-- start of Given entries --

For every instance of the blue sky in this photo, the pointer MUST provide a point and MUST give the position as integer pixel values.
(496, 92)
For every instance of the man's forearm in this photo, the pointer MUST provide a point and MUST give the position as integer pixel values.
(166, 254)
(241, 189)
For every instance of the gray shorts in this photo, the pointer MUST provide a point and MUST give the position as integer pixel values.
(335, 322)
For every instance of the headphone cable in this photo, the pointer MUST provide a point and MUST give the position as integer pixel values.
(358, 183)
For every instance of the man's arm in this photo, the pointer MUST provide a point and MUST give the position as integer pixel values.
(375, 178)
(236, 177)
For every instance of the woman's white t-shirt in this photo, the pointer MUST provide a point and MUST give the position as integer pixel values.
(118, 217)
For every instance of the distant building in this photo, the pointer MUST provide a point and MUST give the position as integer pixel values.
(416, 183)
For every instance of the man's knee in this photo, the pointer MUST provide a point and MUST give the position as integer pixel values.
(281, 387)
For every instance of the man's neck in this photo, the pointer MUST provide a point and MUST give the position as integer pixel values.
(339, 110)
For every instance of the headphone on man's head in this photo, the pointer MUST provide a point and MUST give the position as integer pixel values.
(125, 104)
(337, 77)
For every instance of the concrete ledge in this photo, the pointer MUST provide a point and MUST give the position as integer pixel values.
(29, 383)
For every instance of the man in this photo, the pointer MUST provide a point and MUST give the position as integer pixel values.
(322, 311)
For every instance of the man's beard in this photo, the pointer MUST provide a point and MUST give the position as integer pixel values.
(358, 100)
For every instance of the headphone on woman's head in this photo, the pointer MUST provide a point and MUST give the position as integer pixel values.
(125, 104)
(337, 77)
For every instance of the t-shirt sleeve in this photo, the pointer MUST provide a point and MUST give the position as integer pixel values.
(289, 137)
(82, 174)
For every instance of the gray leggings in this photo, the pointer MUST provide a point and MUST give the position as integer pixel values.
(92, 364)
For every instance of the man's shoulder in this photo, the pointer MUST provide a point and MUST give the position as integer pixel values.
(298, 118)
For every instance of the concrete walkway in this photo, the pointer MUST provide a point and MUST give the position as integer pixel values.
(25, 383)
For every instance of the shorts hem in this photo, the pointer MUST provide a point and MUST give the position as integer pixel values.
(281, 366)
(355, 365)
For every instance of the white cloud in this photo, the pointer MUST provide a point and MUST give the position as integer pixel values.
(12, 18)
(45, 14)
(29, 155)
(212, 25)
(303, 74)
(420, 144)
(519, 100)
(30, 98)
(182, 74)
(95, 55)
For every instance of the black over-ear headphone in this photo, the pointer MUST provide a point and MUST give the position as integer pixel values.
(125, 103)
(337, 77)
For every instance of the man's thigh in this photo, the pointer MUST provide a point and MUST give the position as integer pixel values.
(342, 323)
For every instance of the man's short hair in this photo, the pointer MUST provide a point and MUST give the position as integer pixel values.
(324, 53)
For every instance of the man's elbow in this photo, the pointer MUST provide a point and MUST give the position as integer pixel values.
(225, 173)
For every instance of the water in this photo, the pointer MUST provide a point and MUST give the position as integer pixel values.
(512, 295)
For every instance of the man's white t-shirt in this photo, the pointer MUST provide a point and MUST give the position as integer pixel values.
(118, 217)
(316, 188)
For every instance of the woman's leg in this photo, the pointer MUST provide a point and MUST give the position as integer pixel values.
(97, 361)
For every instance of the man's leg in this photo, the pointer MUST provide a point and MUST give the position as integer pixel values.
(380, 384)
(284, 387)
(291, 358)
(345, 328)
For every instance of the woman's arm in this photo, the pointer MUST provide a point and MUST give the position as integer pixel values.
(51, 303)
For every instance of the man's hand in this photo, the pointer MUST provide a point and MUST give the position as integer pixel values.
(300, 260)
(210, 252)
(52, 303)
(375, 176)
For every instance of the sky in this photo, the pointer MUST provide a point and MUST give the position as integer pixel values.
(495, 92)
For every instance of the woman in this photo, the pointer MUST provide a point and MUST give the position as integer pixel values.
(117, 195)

-- end of Given entries --

## Given request
Turn the records into a numbered list with blank lines omitted, starting at the line that contains "For every instance of the woman's leg" and ending with the last line of the records.

## Reply to the exercise
1. For every instance of the woman's leg in this photo, the pointer MUST provide a point and MUST give the position as integer pixel values.
2. (97, 361)
3. For every instance of the man's leg in this photo, the pointer MUST provide a point and MUST give the position as integer pixel values.
4. (380, 384)
5. (284, 387)
6. (291, 358)
7. (345, 328)
8. For every instance of the woman's arm in this photo, the pointer MUST provide a point and MUST give the position as integer pixel values.
9. (51, 303)
10. For every instance of the man's hand in this photo, the pointer MUST provide a point and MUST give the position as integer pixel values.
11. (300, 260)
12. (210, 252)
13. (52, 303)
14. (375, 176)
15. For every instance of the sky in this photo, the pointer MUST provide a point and MUST give the position as integer pixel values.
16. (495, 92)
17. For every instance of the woman in this photo, the pointer MUST provide a point and MUST give the position as integer pixel values.
18. (117, 195)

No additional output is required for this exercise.